* _DATA FOR THE TASK_
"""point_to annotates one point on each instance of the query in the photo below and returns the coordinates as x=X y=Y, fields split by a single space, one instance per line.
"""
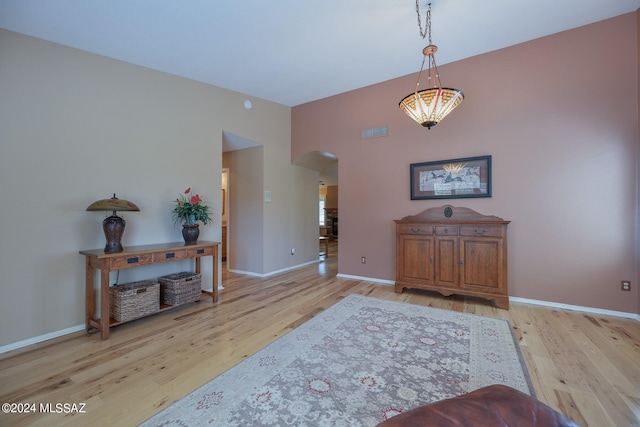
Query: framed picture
x=451 y=179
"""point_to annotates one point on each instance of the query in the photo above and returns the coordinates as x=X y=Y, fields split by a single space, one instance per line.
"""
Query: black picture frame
x=451 y=179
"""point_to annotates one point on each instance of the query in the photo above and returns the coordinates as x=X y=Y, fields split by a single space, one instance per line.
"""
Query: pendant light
x=429 y=106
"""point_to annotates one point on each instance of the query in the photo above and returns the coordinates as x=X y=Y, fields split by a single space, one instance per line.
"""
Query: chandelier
x=429 y=106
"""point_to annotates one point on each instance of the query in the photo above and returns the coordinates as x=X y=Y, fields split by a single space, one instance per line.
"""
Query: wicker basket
x=180 y=288
x=133 y=300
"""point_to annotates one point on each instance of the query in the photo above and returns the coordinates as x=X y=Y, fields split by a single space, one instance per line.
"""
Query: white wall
x=76 y=127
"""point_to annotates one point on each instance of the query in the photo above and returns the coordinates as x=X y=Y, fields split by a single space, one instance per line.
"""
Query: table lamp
x=113 y=226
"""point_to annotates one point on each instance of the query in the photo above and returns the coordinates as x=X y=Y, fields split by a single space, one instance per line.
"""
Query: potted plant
x=189 y=209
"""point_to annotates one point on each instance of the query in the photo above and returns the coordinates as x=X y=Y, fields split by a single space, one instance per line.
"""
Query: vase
x=190 y=232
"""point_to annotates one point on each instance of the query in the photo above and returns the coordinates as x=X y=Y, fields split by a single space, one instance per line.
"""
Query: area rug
x=357 y=363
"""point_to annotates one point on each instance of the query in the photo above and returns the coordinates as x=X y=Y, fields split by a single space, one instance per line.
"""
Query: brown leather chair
x=496 y=405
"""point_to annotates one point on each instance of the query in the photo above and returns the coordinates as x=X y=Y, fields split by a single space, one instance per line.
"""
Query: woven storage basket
x=133 y=300
x=180 y=288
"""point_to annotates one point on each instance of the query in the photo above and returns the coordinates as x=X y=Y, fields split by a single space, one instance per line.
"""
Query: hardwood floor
x=586 y=366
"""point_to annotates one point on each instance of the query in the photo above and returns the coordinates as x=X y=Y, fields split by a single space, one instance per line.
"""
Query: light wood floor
x=586 y=366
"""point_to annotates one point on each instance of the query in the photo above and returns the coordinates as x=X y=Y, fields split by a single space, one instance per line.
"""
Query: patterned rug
x=357 y=363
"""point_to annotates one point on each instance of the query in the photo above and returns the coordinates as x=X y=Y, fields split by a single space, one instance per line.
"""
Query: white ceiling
x=294 y=51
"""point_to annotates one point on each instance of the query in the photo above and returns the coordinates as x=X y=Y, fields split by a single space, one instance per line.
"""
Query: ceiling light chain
x=429 y=106
x=427 y=29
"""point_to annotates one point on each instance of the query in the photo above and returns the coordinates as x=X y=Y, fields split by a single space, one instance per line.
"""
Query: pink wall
x=558 y=115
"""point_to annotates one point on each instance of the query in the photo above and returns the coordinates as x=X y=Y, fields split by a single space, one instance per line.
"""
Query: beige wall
x=76 y=127
x=559 y=116
x=332 y=197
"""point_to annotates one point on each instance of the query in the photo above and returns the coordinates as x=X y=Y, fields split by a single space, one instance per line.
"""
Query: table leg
x=89 y=293
x=215 y=273
x=104 y=304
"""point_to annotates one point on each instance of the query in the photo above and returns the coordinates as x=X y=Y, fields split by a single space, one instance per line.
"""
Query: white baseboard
x=56 y=334
x=271 y=273
x=41 y=338
x=367 y=279
x=576 y=308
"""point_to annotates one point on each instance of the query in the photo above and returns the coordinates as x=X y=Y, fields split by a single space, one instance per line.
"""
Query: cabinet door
x=482 y=264
x=447 y=261
x=415 y=259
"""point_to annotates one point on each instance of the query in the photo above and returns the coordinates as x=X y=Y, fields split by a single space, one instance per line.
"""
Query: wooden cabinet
x=453 y=250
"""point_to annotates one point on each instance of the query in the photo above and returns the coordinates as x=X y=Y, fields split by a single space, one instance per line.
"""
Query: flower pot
x=190 y=233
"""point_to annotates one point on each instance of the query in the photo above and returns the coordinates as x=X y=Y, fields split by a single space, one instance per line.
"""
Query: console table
x=136 y=256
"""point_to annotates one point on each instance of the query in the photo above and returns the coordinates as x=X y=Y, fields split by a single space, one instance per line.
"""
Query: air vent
x=374 y=132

* _TO BE DONE_
Reproduce all of the material above word for word, leaving out the picture.

* _RESULT OF THE TASK_
"""point_to annotates one point on each instance of the query in the photo below and returns the coordinates as x=X y=Y, fields split by a single space, one instance per line.
"""
Query: framed picture
x=451 y=179
"""point_to annotates one point on each instance of the query in the photo above and returns the coordinates as x=X y=Y, fields split by a single space, one instance per line.
"""
Query: black picture frame
x=451 y=179
"""point_to annotates one point on each instance of the query in the photo above and returns the coordinates as x=X y=Y, fields split by a single space, one instance per line.
"""
Query: pendant light
x=429 y=106
"""point_to annotates one point on each instance of the query in the photo above and returns the coordinates as x=X y=Y, fields split by a single space, one instance per line.
"""
Query: chandelier
x=429 y=106
"""point_to annotates one point on each instance of the query in the photo above and returns the coordinates as x=X y=Y, fields split by a single space, one instance per line.
"""
Query: wicker basket
x=180 y=288
x=133 y=300
"""point_to annotates one point on each instance of the query in the photo above and returns the coordinates as x=X y=Y, fields split by a single space, one instance per line.
"""
Query: white wall
x=76 y=127
"""point_to annotates one point on each instance of the query in the photo above and returns the coordinates as x=X y=Y, fields split by a single space, one instance per line.
"""
Query: table lamp
x=113 y=226
"""point_to annotates one point on each instance of the query in the photo above and returns the coordinates as x=X y=Y, fields split by a single space, one instance per line.
"""
Query: potted plant
x=189 y=209
"""point_to annotates one point on each instance of the query in the photo above and returns the coordinates as x=X y=Y, fields split by a single space, one instance per line.
"""
Query: vase
x=190 y=232
"""point_to annotates one point on each instance of the query in the photo above and returns the coordinates as x=X y=Y, fields split by a single space, one instance per line.
"""
Query: area rug
x=357 y=363
"""point_to annotates one point on each instance of the query in the photo above and returns the coordinates as x=X y=Y, fields split by a single space, one instance per line.
"""
Query: brown leather chair
x=496 y=405
"""point_to annotates one point on each instance of the query in the photo above and returns the coordinates as x=X y=Y, fields split by a single space, one instance per line.
"""
Query: woven storage basket
x=133 y=300
x=180 y=288
"""point_to annotates one point on each instance of the query in the photo above and returns the coordinates as x=X y=Y, fields split by a single space, one instance per line.
"""
Query: hardwood floor
x=586 y=366
"""point_to annotates one point on each instance of the query in the photo above and returns the coordinates as x=X y=Y, fields split by a single space, one instance per line.
"""
Query: light wood floor
x=586 y=366
"""point_to annotates one point on each instance of the query in the photo above and returns the coordinates as x=X y=Y, fields split by a single space, one instance per line.
"""
Query: patterned rug
x=357 y=363
"""point_to annotates one point on each instance of the query in the photo above and returns the coordinates as x=X y=Y, fields split by a single space, one instance per line.
"""
Query: white ceiling
x=294 y=51
"""point_to annotates one point on each instance of the query in the photo above and returns the coordinates as x=X y=Y, fields split by a single space, one instance per line.
"""
Query: ceiling light chain
x=429 y=106
x=427 y=29
"""point_to annotates one point on each instance of the query in the photo above and returns the coordinates as x=X y=Y, fields split by a single space, one instance per line.
"""
Query: pink wall
x=558 y=115
"""point_to annotates one point on each instance of the query in the photo above and returns the coordinates as x=X y=Y, fields split by a single space, one instance per line.
"""
Query: beige wall
x=76 y=127
x=559 y=116
x=332 y=197
"""point_to annotates one point on each instance of the query in the photo above and returns the coordinates as x=X y=Y, fields split by a single space, one instance per line.
"""
Query: table leg
x=89 y=293
x=215 y=273
x=104 y=304
"""point_to annotates one point on each instance of the query in the photo above and returns the coordinates as x=X y=Y, fields split by a single space, one instance per line.
"""
Query: white baseboard
x=56 y=334
x=271 y=273
x=41 y=338
x=367 y=279
x=576 y=308
"""point_to annotates one point on each instance of the query in the photo above and returns the coordinates as x=X y=Y, fields split by a single space, one instance per line.
"""
Query: cabinet door
x=482 y=264
x=447 y=261
x=415 y=259
"""point_to annotates one point on each instance of the query in the photo above and returns the coordinates as x=X y=Y, fields split by a single space, one instance per line.
"""
Query: wooden cabinet
x=453 y=250
"""point_to annotates one point on each instance of the query in the photo above and returns the coordinates as x=X y=Y, fields split by a single space, one instance per line.
"""
Query: flower pot
x=190 y=233
"""point_to annotates one point on each instance of the query in the photo above and returns the coordinates as x=X y=Y, fields split by a single space, one instance per line.
"""
Query: console table
x=136 y=256
"""point_to annotates one point on each instance of the query in the photo above and returns the coordinates as x=X y=Y, fields split by a single space, one instance per line.
"""
Query: air vent
x=374 y=132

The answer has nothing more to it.